Extracted text =
··········

Later, I read this article by Andrew Sullivan, and this quote leapt out at me:  "The reason we live in a culture increasingly without faith is not because science has somehow disproved the unprovable, but because the white noise of secularism has removed the very stillness in which it might endure or be reborn."

The white noise in the context of his article is the ever-present stimulation of our phones and devices.  But the old-fashioned white noise of radios, TV, and words acts in much the same way.

I feel a need for silence, for stillness, after our hectic travel pace of the last week.  However, today is a day of many meetings.  But I often come up with interesting poem ideas on these days against that particular white noise.  Stay tuned!

Monday, September 26, 2016

God and Geology

I feel lucky that I'm part of a Christian tradition (Lutheran--ELCA to be specific) that doesn't require me to choose between science and faith in God.  Only for a brief time in childhood did I read the Bible as history--and thus, I'd have seen the earth as only a few thousand years old.



I wouldn't be able to square that belief with facts that come to us from the field of geology.  The earth is much older than a few thousand years.  A trip to the Grand Canyon hints at that truth of geology.





And of course, science can prove how old the rocks are:

 
 
I was struck by the crowds at the Grand Canyon, by how many people I saw who were oblivious to the Grand Canyon, who walked beside it, punching messages into their phones.  I didn't take pictures of those people.  I didn't want to be oblivious to the world around me:
 
 
 
I was also struck by the hardiness of the plants that are able to take root in such a harsh landscape:
 
 

 I'll remember that canyon, the consolation of a fierce landscape.  I'll remember that the world offers many vistas, if we would but open our eyes.

Sunday, September 25, 2016

Spiritual Landscapes

We are back from a quick trip to Arizona--the son of grad school friends got married, and while we were there for the wedding, we went to the Grand Canyon.

I was expecting more of a desert fierceness, but we were in Flagstaff for most of our trip, and it reminded me of Asheville, North Carolina.  For most of our trip, there was a cold dreariness, gray clouds scudding across the sky, with periodic interruptions of drizzle and rain.  I found it delightful, although not what I was expecting.

··········

Actions to take =
• 1. Answer these questions from the blog excerpt:
(a) Who wrote the article quoted at the start?
(b) Which Christian tradition does the writer belong to?
(c) Which city did Flagstaff remind the writer of?
• 2. Does the blog excerpt support each statement? Answer yes or no, quoting the words that decide it.
(a) The writer photographed the people typing on their phones beside the Grand Canyon.
(b) A wedding was the reason for the trip to Arizona.
(c) The weather was hot and dry for most of the trip.

Given data =

··········

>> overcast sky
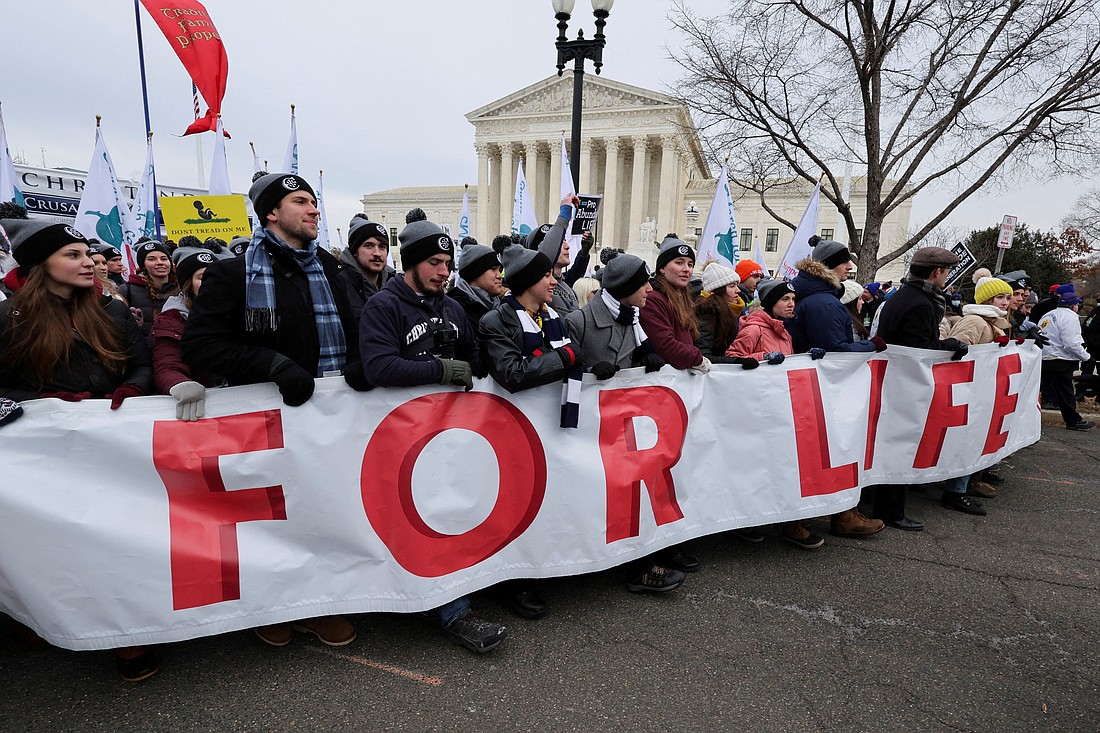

··········

Solutions to the exercise =
• 1.
(a) Andrew Sullivan
(b) Lutheran (ELCA)
(c) Asheville, North Carolina

• 2.
(a) No: "I didn't take pictures of those people."
(b) Yes: "the son of grad school friends got married, and while we were there for the wedding, we went to the Grand Canyon."
(c) No: "For most of our trip, there was a cold dreariness, gray clouds scudding across the sky, with periodic interruptions of drizzle and rain."